**MATERIAL FOR THE TASK**
****************************************

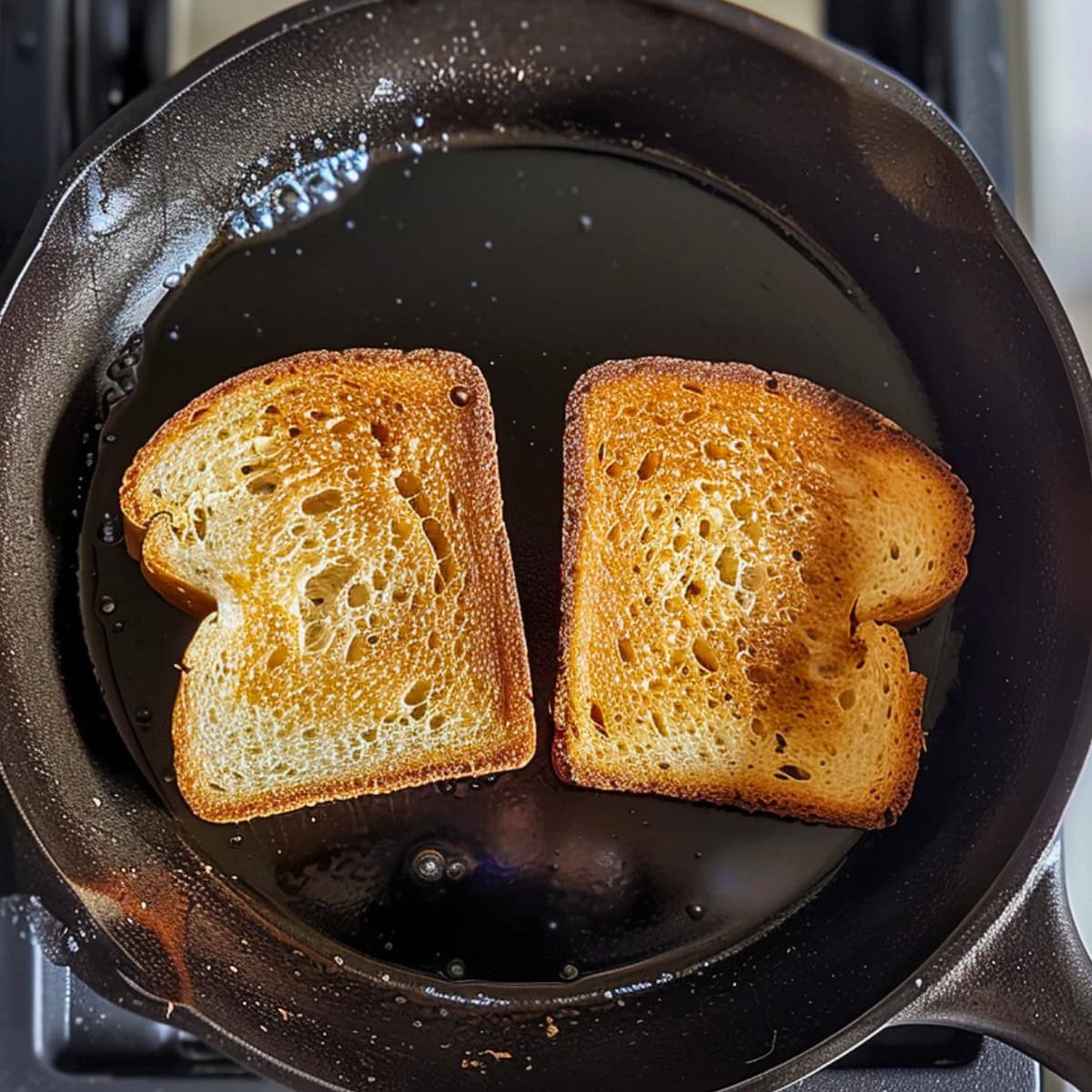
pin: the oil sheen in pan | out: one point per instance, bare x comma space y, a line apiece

****************************************

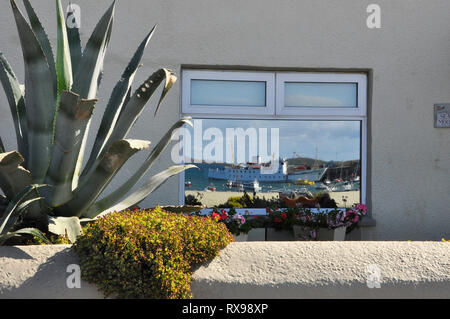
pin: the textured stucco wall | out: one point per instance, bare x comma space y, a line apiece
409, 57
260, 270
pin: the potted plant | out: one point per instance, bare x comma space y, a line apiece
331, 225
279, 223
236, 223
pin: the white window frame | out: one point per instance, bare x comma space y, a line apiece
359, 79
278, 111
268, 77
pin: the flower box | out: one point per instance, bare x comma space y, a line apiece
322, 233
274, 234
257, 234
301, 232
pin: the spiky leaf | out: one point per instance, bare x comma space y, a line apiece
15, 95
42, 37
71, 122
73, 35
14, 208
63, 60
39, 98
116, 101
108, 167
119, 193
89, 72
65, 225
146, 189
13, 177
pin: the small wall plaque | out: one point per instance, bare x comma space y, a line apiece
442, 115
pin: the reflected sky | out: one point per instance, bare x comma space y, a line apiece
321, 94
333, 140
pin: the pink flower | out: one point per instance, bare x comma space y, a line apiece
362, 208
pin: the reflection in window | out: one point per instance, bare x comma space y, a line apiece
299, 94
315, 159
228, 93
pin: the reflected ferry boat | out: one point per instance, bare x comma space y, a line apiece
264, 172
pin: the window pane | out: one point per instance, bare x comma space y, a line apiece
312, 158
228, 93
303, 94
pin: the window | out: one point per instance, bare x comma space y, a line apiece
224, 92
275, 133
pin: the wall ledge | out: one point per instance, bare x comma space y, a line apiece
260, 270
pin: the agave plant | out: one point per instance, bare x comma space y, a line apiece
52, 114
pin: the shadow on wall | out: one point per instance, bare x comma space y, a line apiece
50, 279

****************************************

**THE EXERCISE**
Count the lines in the rows above that contain the string "wall", treating uppercase and lowercase letters as different, and reply with that number alone.

**ANSWER TO THE PROBLEM**
4